··· Given records

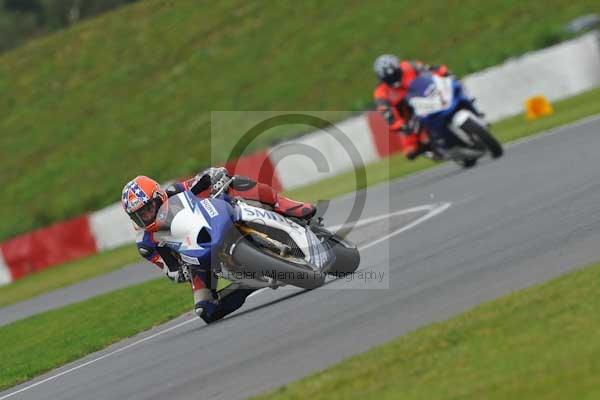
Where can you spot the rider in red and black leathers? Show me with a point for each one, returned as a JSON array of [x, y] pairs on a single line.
[[389, 96], [142, 198]]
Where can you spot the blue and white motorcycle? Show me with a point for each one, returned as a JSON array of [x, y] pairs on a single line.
[[456, 129], [251, 246]]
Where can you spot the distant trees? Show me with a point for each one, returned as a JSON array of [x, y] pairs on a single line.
[[21, 20]]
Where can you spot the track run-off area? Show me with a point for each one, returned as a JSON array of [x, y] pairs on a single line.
[[432, 245]]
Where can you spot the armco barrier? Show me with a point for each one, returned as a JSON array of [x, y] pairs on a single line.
[[556, 72], [56, 244]]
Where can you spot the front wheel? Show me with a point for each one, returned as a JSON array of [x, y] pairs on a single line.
[[484, 136]]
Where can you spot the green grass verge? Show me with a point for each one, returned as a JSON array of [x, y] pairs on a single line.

······

[Aim of the exercise]: Once you find the line containing "Where can you spot the track", copy it and every line after it through the end of the records, exactly as they stand.

[Exercise response]:
Where can you spot the track run-off area? Show me with a point for each one, returned as a JSON array of [x, y] pairs on a single line.
[[432, 245]]
Where can you spot the armco barrier? Show me with a point for each one, returned as a JSON array of [x, y] pairs on a single line.
[[556, 72], [56, 244]]
Where can you spot the front wheel? Show me with a point for each one, returned as a JSON array of [x, y] pairs on a single line.
[[484, 136]]
Where can you spot the green grass verge? Show me with a point for each one, returned as a JSON array of [x, y] pairs on a single line.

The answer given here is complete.